>> start Page excerpt

Middle / heart letter selection
The solver takes the central letter of a single source word. “Heart of stone” = O (the middle letter of S-T-O-N-E). “Centre of river” = V (the middle letter of R-I-V-E-R). Indicators include “heart of,” “centre of,” “middle of,” “core of,” and “nucleus of.” Middle selection always operates on a single source word and always produces a single letter (or at most two letters if the word has an even number of characters, though convention usually favours odd-length words for clean heart extractions). Middle selection is the least common of the four types but is easy to solve once identified because you simply count to the centre of the word. The indicator almost always uses the “of” construction (“heart of X,” “centre of X”), which makes it easy to identify the source word.
Selection clues and other transforms
Selection rarely exists in isolation in harder cryptic clues and in Parseword puzzles. It frequently produces a component that feeds into a subsequent operation, most commonly a charade join. When you see selection as one step in a multi-step clue, the selected letter or letters become a building block for the larger answer. Understanding how selection interacts with other transforms is essential for solving complex clues efficiently.
Selection + join is the most common combination. The selection step extracts one or more letters, and the join step concatenates those letters with other components to form the final answer. In Parseword, this pattern appears in puzzles like #43 (GRADIENT), where the G is selected from the first letter of a source word and then joined with other components. The selection step typically produces a short fragment — often a single letter — that becomes one piece of a multi-part charade.
Selection + substitution + join is another frequent pattern. Some components come from selection (first letter extraction), while others come from substitution (synonym replacement). The join step then assembles all the components into the answer. Puzzle #46 (CAPRICORN) uses this exact combination: selection produces C, substitution produces other components, and join assembles the nine-letter answer.
Selection vs. deletion. These two transform types are easy to confuse because both manipulate letters within a word. The key distinction is direction: selection picks specific letters and discards the rest, while deletion removes specific letters and keeps the rest. “Cheese initially” (selection) gives C — you pick the first letter. “Cheese endlessly” (deletion) gives CHEES — you remove the last letter and keep everything else. The indicator words are different too: selection indicators reference positions to take (“initially,” “heads of”), while deletion indicators reference removal (“headless,” “endless,” “losing”).
Tips for solving selection clues
Even after you understand the mechanics, a few practical techniques make selection solving faster and more reliable. These tips come from experienced solvers and are particularly helpful when you are working through Parseword puzzles or newspaper cryptics under time pressure.
- When you see “initially,” “first letters,” or “heads of,” immediately look at the first letter of each nearby word. This is the fastest way to test whether a selection clue is in play. Mentally read the first letters of the surrounding words and see if they spell anything recognisable. If they do, you have probably found your answer. This instant-check technique saves significant time compared to analysing the full clue structure before testing.

>> end Page excerpt

Resume the guide on cryptic crossword selection clues, picking up right after its final sentence.

>> start Recorded data

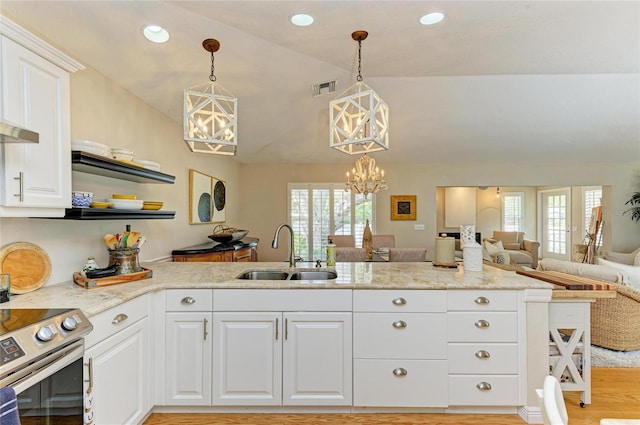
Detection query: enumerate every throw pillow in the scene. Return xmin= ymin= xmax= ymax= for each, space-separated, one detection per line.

>> end Recorded data

### In response
- Count the letters you select — they should match the expected answer length. In initial and terminal letter selection, the number of source words equals the number of extracted letters. If the enumeration says (4) but you are selecting first letters from five words, one of those words is not a source word — it might be part of the definition or a grammatical bridge. Use the enumeration as a constraint to determine exactly which words are sources.
- In Parseword, the selection transform highlights which letters are being picked. Use Learn mode to see the indigo underline on selection indicators. The step-by-step walkthrough shows exactly which letters are extracted and how they feed into subsequent operations. This visual feedback trains your intuition for spotting selection patterns in newspaper cryptics where no such aid is provided.
- Selection is often combined with join. When you extract a single letter through selection, it usually feeds into a charade join with other components. If you have found one letter through selection but the answer is longer than one letter, look for additional components (often produced through substitution or another selection step) that will be joined together to form the complete answer.
- Check both directions for the indicator. Selection indicators can appear before or after the source words. “Initially Grand Unified Theory” works the same way as “Grand Unified Theory initially.” If you spot an indicator but the letters on one side do not spell anything useful, check the words on the other side.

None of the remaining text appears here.